[Referring expression data]
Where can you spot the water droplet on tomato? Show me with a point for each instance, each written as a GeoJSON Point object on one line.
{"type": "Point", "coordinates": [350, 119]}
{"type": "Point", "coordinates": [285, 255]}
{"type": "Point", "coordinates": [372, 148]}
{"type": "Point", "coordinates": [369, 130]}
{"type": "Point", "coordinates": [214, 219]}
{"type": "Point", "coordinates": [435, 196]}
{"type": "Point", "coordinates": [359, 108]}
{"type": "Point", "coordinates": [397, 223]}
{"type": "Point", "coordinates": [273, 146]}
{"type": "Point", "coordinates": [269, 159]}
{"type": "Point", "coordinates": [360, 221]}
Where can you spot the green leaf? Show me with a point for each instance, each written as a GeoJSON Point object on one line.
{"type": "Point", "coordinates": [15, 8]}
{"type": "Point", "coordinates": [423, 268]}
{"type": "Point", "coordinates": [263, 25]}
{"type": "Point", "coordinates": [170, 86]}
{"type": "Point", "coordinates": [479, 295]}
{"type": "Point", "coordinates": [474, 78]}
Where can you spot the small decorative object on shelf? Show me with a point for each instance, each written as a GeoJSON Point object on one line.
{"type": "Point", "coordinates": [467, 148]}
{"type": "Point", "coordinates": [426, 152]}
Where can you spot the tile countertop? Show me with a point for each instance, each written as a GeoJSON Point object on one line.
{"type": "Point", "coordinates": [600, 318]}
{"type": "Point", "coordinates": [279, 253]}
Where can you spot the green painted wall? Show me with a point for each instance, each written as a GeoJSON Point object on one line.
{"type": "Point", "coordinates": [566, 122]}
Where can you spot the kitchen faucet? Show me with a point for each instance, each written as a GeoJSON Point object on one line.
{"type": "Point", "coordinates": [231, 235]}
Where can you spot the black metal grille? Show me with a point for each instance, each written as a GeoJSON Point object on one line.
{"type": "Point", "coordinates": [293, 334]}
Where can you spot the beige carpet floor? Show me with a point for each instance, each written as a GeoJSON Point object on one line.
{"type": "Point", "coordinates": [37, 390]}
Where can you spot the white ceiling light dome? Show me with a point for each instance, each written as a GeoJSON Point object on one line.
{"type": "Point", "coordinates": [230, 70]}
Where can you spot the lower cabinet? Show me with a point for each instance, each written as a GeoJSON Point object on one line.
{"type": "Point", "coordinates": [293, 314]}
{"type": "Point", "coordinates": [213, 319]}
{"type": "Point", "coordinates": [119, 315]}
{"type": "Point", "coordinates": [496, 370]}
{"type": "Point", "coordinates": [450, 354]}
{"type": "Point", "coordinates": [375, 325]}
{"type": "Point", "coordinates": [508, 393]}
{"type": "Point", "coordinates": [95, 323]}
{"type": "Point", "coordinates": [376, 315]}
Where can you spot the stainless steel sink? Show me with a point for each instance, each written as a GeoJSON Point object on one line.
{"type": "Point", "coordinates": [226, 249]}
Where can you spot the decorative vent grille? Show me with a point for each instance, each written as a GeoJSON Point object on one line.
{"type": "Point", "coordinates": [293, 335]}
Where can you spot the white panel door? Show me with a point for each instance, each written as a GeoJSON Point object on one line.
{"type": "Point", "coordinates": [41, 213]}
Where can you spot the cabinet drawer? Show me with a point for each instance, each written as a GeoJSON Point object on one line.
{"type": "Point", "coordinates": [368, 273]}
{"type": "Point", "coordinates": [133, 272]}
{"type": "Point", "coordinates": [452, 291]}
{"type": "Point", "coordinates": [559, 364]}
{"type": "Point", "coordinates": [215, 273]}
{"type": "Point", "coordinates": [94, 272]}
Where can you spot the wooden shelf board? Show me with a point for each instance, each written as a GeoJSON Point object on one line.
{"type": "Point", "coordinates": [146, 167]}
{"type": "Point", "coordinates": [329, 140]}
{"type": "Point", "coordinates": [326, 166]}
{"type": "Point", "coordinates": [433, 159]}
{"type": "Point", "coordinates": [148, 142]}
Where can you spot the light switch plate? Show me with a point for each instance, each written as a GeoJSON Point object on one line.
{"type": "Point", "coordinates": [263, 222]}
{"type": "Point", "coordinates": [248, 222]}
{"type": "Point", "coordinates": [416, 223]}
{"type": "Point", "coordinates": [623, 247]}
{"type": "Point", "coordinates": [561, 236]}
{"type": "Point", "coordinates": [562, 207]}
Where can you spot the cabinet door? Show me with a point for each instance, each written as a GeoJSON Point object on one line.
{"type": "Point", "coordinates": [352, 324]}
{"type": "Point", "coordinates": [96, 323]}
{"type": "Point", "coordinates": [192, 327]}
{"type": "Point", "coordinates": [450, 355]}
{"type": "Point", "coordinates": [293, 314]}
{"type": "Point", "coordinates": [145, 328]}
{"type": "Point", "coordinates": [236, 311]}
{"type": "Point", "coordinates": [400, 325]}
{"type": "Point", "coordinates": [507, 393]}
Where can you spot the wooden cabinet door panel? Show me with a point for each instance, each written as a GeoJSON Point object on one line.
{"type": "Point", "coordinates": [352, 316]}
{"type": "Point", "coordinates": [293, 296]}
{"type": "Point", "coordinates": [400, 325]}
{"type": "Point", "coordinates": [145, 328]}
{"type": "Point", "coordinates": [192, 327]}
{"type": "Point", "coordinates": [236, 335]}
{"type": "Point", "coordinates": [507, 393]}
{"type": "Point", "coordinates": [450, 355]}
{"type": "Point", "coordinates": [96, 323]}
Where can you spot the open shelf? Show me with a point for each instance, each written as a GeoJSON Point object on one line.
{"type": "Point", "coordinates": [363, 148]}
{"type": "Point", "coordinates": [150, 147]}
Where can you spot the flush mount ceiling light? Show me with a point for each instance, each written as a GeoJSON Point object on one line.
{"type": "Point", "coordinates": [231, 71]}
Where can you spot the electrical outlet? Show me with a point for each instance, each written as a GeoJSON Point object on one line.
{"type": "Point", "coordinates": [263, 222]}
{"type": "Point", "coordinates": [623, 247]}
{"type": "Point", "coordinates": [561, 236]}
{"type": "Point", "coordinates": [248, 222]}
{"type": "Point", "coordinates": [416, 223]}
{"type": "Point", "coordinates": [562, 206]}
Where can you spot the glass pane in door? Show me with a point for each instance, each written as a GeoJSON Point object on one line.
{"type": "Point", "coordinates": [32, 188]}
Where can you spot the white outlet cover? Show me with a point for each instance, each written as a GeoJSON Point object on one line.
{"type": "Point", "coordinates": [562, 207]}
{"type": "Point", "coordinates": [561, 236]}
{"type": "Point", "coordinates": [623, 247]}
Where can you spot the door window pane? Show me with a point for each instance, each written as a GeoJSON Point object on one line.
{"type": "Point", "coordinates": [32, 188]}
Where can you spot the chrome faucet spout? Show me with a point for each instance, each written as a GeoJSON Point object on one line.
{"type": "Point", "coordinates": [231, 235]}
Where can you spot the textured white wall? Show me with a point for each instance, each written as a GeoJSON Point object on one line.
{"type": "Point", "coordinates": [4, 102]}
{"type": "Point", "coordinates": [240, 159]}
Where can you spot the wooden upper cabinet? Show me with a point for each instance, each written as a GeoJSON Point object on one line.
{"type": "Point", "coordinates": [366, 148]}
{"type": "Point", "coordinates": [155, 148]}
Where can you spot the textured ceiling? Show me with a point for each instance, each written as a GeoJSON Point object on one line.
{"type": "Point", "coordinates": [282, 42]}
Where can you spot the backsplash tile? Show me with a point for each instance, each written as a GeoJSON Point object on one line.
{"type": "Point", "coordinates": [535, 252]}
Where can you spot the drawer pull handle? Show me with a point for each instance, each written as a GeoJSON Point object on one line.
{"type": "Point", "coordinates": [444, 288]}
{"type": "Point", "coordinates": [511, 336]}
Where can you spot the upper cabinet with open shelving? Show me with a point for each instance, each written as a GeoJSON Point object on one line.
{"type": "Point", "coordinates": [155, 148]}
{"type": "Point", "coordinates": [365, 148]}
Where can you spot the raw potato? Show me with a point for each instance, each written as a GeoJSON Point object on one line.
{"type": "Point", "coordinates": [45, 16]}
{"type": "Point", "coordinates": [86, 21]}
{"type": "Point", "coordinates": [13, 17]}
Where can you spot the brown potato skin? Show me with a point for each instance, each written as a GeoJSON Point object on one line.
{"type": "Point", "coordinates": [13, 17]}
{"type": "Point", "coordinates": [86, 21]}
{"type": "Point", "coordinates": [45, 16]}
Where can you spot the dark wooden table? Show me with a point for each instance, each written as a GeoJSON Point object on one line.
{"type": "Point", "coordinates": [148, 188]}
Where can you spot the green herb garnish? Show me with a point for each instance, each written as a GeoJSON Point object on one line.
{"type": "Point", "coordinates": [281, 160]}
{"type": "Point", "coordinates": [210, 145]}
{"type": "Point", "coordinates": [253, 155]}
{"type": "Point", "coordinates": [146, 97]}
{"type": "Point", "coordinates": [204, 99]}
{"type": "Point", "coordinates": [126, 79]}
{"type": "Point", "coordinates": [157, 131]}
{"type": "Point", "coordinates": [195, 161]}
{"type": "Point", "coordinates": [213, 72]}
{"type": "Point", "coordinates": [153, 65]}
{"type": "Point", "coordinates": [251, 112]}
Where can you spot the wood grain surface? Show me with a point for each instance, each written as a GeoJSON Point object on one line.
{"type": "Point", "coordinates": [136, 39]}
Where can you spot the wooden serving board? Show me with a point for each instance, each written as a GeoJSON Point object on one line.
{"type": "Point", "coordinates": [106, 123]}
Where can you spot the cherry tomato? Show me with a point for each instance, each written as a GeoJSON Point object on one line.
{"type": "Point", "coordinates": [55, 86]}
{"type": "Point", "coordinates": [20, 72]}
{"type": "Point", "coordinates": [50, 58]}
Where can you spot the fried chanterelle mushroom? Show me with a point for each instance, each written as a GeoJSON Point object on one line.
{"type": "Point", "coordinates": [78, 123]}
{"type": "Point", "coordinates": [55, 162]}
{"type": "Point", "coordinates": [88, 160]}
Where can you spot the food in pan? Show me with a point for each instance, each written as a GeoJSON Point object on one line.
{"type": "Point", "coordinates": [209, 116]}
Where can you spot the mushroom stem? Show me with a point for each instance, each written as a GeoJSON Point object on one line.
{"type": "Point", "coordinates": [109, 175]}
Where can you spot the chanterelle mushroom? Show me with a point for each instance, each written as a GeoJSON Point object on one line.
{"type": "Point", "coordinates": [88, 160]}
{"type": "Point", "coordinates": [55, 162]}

_Your assignment_. Send back exactly the lines from the line with "Where can you spot the food" through the end of the records.

_Task answer_.
Where can you spot the food in pan? Show me with a point for each instance, each written as a GeoJSON Point object on one line.
{"type": "Point", "coordinates": [209, 116]}
Where can you spot the mushroom stem? Show me with a point for each instance, each written as a GeoJSON Point object on one line.
{"type": "Point", "coordinates": [109, 175]}
Where can you spot the chanterelle mushroom? Show me with a point for each instance, each written as a GeoJSON Point object on one line.
{"type": "Point", "coordinates": [88, 160]}
{"type": "Point", "coordinates": [55, 162]}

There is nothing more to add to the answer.